«Другой бунт в тобольской каторге случился годом раньше и был учинен политическими. Причиной послужило намерение начальства выпороть двух заключенных политических арестантов. Тяжело и страшно мне было слышать подробности. Они ужасны».
Богоявленский был убит на улице выстрелом из револьвера через десять дней после подавления бунта. Стрелявший скрылся. Полиция схватила по подозрению некоего Рогожина, местного ссыльного, но доказательств вины Рогожина не было, и на суде он был оправдан. А вот следующим начальником Тобольской тюрьмы стал человек с уже более созвучной воспоминаниям жандарма фамилией «Могилев». Да-да, тот самый проводник Гартевельда по местным казематам.
В статье «Тайны тобольского тюремного замка», размещенной на сайте tobolsk.info, рассказывается, что «начальник тюрьмы И. С. Могилев спровоцировал своим жестоким отношением к заключенным новое восстание. Был убит надзиратель и тяжело ранен другой. Восстание было подавлено, и 13 человек казнили через повешение. Казненным было от 20 до 36 лет».
На самом деле жестокость Могилева заключалась в том, что по его распоряжению в тюрьме ввели запрет на практиковавшуюся доселе куплю-продажу арестантами персональных остатков казённого хлеба. Между прочим, запрет вполне справедливый, так как нередко остатки сии банально ставились на кон в карточных играх, использовались в качестве заклада майданщикам и прочая[65]. В ответ на начальственный беспредел арестанты отказались выходить на работы, и тогда администрация распорядилась вывести зачинщиков из камер для показательной порки. Вспыхнул бунт, при подавлении которого погибли надзиратель и двое арестантов. Месяц спустя тринадцать бунтовщиков были повешены. И вот именно после этого жуткого случая пуля возмездия настигла Могилева, о чем Гартевельд был также осведомлен и даже включил этот эпизод в свою книгу:
«Для г. Могилева каторжник, конечно, был только № такой-то или такой-то и больше ничего! А «правил», кроме изданных Главным Тюремным Управлением, не существует. Сердца у такого человека, конечно, быть не может. При себе носил он, как он сам показывал, постоянно «наготове» револьвер, но в конце концов, он не спас его от смертельной пули».
Гартевельд приводит дату убийства Могилева — 20 августа 1909 года. Но эти данные ошибочны, на самом деле главтюремщика застрелили 20 апреля.

□ □ □ □

= Письменное задание 1 =
Обновите фрагмент отрывка о тобольской тюрьме, начиная со слов «Богоявленский был убит» и заканчивая словами «по местным казематам.»: перепишите его, поставив «винтовки» вместо «револьвера».
= Письменное задание 2 =
Согласуются ли с отрывком о тобольской тюрьме следующие утверждения? (a) Рогожин был осужден на суде. (b) Могилев постоянно носил при себе револьвер. (c) Гартевельд указал верную дату убийства Могилева. Ответьте «да» или «нет» и подтвердите каждый ответ точной цитатой из отрывка.

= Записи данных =

□ □ □ □

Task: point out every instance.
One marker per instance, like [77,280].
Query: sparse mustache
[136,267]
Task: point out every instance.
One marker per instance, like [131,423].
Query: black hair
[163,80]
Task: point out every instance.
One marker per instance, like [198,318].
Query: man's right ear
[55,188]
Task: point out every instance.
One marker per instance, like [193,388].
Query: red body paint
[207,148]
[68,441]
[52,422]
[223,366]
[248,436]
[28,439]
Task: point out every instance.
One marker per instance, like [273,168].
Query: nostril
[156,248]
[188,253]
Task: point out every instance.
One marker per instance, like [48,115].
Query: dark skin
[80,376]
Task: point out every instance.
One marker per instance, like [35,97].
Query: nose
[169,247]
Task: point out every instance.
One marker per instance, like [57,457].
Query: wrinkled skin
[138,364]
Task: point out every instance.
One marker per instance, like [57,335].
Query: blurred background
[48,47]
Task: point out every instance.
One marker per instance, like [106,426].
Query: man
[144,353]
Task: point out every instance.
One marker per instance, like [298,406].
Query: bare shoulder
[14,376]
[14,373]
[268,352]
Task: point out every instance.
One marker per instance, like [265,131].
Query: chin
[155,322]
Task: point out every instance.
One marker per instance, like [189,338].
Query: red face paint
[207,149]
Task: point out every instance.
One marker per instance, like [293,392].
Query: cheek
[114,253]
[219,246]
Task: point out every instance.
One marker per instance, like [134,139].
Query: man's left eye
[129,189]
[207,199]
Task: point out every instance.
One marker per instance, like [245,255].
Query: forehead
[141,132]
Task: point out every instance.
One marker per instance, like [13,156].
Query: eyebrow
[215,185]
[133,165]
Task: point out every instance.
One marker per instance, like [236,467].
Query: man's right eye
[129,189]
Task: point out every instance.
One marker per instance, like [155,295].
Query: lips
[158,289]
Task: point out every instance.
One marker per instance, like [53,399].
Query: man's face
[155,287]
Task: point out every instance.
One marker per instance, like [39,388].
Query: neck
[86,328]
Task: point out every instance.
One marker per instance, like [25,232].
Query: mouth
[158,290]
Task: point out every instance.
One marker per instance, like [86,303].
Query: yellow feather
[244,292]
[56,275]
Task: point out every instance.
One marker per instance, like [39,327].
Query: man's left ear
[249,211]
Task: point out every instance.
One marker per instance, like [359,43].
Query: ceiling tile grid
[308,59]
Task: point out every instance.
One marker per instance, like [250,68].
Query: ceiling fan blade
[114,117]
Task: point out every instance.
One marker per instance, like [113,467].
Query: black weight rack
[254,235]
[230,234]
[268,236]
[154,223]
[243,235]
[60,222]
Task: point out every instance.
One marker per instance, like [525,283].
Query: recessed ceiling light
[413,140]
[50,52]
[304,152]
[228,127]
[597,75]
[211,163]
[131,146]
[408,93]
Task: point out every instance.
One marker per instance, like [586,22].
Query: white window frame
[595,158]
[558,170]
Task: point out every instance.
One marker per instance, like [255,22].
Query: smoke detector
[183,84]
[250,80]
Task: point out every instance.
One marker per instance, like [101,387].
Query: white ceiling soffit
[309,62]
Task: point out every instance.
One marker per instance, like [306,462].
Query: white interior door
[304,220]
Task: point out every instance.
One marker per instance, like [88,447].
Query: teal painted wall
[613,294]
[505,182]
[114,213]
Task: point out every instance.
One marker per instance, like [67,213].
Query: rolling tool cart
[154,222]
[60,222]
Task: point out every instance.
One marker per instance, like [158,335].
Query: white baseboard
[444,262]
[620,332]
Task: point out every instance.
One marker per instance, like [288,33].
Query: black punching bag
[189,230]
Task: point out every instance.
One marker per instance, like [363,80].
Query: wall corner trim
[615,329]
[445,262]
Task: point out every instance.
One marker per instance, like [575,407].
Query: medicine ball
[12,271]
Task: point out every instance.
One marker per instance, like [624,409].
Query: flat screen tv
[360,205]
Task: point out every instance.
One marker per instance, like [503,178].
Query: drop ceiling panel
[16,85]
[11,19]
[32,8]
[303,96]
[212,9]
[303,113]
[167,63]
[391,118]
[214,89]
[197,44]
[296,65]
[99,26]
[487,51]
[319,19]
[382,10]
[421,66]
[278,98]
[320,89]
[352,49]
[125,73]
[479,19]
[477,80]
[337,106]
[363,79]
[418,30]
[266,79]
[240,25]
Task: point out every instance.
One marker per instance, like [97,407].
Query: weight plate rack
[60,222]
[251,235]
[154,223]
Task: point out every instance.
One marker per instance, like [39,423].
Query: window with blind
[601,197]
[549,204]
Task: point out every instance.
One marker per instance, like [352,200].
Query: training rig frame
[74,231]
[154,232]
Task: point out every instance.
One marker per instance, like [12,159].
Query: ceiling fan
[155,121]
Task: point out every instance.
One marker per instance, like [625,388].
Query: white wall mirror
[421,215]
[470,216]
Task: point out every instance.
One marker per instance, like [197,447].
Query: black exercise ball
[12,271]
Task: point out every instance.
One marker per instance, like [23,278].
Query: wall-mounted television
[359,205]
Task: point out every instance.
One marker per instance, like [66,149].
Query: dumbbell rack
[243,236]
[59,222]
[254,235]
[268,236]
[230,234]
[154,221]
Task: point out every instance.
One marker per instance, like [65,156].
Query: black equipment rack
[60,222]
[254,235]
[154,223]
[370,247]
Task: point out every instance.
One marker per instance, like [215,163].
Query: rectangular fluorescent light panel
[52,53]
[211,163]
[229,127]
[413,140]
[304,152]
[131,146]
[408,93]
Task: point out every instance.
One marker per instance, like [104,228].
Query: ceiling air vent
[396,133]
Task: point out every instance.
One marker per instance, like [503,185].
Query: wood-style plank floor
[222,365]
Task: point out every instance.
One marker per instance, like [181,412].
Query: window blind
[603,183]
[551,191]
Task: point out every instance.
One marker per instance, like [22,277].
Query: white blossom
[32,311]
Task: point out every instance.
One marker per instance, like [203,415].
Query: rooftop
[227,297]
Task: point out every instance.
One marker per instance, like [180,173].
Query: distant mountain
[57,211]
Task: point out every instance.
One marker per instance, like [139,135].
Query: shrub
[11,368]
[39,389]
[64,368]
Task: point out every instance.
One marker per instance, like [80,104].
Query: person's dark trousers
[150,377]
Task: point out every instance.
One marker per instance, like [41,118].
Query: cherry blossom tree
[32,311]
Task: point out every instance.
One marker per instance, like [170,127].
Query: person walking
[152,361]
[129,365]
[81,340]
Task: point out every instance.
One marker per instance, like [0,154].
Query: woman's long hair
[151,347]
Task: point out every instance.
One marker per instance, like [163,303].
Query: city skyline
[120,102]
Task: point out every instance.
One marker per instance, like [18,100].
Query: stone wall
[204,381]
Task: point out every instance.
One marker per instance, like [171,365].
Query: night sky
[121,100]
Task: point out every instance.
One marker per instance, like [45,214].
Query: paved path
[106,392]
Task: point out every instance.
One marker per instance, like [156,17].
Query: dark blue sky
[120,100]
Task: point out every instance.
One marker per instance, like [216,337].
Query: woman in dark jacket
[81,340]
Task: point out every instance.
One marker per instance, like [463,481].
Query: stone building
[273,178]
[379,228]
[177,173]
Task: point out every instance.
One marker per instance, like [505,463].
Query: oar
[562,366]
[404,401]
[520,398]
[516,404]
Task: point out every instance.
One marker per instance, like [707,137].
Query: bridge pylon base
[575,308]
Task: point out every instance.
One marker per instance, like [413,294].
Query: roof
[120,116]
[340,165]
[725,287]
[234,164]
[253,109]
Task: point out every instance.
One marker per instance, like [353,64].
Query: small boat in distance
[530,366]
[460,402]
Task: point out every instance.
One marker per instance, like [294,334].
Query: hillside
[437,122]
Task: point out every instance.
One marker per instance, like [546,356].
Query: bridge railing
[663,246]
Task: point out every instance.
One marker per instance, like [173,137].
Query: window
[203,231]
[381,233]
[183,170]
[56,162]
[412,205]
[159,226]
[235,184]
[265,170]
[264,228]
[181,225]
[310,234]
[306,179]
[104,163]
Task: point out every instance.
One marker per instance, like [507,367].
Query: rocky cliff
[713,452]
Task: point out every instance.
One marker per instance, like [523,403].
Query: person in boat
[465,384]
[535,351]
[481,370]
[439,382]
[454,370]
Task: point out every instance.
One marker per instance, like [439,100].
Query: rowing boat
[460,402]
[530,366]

□ □ □ □

= Ожидаемый ответ 1 =
Богоявленский был убит на улице выстрелом из винтовки через десять дней после подавления бунта. Стрелявший скрылся. Полиция схватила по подозрению некоего Рогожина, местного ссыльного, но доказательств вины Рогожина не было, и на суде он был оправдан. А вот следующим начальником Тобольской тюрьмы стал человек с уже более созвучной воспоминаниям жандарма фамилией «Могилев». Да-да, тот самый проводник Гартевельда по местным казематам.

= Ожидаемый ответ 2 =
(a) Нет: «на суде он был оправдан».
(b) Да: «При себе носил он, как он сам показывал, постоянно «наготове» револьвер».
(c) Нет: «Но эти данные ошибочны, на самом деле главтюремщика застрелили 20 апреля».